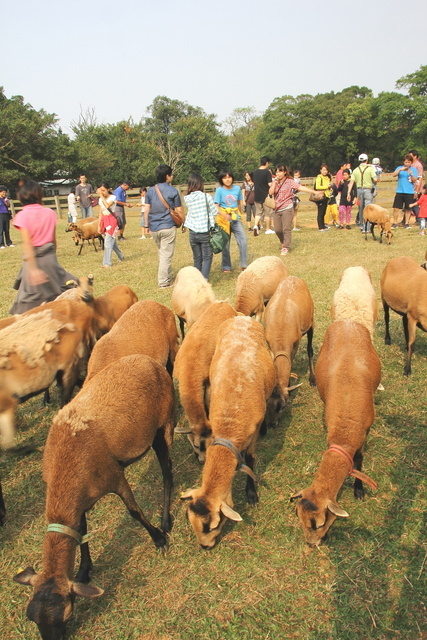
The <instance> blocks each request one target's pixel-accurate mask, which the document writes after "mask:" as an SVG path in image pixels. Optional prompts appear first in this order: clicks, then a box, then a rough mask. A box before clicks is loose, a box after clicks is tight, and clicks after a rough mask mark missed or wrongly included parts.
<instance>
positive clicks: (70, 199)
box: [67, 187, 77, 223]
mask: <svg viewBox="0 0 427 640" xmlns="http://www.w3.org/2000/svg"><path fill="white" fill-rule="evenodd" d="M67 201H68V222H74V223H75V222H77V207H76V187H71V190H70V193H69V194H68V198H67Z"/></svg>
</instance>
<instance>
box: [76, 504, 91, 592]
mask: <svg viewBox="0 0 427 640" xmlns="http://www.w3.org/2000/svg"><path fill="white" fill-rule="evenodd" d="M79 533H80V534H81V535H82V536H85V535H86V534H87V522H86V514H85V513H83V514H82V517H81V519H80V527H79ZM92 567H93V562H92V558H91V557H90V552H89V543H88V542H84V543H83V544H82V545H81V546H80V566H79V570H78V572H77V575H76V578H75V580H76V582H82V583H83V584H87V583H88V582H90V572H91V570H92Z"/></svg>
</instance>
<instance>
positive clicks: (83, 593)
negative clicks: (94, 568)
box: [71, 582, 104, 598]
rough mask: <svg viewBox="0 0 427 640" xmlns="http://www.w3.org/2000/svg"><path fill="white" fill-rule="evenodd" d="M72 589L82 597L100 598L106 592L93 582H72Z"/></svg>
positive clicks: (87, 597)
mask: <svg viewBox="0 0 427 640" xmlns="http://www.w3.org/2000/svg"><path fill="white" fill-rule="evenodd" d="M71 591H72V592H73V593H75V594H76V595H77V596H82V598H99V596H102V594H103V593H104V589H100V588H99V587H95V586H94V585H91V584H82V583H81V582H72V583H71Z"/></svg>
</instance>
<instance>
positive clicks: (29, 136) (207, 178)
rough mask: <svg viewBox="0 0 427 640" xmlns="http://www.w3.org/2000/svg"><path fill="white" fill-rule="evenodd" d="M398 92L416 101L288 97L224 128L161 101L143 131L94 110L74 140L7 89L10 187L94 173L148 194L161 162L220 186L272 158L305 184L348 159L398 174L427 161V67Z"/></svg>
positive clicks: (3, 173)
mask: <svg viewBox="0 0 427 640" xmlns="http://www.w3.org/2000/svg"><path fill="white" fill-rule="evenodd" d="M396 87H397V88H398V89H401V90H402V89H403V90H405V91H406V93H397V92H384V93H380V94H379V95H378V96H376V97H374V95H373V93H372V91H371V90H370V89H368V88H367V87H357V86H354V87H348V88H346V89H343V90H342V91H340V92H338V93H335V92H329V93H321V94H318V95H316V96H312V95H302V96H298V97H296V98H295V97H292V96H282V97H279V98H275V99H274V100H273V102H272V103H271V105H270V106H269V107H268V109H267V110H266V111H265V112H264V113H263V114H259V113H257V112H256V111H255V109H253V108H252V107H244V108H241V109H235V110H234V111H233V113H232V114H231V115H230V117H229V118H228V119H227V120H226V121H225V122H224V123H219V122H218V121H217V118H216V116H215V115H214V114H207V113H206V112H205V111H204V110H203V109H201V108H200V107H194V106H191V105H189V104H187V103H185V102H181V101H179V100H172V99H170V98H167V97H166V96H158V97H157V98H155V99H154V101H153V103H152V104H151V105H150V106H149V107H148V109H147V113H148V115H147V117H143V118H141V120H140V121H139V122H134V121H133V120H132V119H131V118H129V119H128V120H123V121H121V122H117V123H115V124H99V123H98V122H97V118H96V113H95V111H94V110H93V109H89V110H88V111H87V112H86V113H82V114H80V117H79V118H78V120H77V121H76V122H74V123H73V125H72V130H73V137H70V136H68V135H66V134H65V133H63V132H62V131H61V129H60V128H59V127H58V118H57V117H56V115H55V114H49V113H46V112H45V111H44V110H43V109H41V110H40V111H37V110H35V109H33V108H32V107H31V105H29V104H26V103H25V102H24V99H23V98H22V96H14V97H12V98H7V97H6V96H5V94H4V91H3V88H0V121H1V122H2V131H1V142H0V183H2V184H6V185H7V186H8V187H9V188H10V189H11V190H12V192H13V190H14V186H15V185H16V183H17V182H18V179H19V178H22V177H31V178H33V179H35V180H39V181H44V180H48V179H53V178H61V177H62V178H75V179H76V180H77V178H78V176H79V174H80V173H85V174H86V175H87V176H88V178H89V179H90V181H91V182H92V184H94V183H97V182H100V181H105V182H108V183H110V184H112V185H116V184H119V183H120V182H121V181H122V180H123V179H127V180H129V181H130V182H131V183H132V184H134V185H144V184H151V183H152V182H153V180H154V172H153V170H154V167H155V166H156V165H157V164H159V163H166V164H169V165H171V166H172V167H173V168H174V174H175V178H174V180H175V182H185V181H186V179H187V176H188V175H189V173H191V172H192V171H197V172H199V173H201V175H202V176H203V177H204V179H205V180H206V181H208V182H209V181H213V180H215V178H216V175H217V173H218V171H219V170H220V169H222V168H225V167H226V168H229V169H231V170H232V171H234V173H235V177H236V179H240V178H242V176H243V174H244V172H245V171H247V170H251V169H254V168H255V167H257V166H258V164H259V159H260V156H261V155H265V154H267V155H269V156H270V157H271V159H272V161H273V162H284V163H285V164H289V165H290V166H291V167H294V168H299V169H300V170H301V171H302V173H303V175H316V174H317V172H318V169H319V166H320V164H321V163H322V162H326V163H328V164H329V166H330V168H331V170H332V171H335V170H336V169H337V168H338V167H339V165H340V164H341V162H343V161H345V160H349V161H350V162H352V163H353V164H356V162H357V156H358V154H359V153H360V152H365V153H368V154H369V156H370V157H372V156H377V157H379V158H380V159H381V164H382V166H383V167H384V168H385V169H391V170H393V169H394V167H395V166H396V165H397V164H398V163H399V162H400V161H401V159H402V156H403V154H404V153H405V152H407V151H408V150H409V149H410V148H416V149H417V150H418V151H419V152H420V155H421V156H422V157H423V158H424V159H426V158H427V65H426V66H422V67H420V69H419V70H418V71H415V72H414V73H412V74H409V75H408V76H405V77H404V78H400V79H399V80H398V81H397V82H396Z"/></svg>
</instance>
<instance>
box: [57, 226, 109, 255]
******
§ Work item:
Gather every line of the records above that contains the word "rough", and copy each one in full.

§ Solution to this problem:
The <instance> blocks each request one target's pixel-accurate mask, which the document writes after "mask:" as an SVG path in image pixels. Optional prompts appear first in this order: clicks, then a box, then a rough mask. A box before clicks is loose, a box after clicks is tight, and clicks after a rough mask mark missed or wrongly included parts.
rough mask: <svg viewBox="0 0 427 640" xmlns="http://www.w3.org/2000/svg"><path fill="white" fill-rule="evenodd" d="M72 589L82 597L100 598L106 592L93 582H72Z"/></svg>
rough mask: <svg viewBox="0 0 427 640" xmlns="http://www.w3.org/2000/svg"><path fill="white" fill-rule="evenodd" d="M398 92L416 101L288 97L224 128L161 101L143 131L94 110L74 140L7 89L10 187L94 173L148 194L161 162L220 186L272 158L305 184L348 159L398 174L427 161V67Z"/></svg>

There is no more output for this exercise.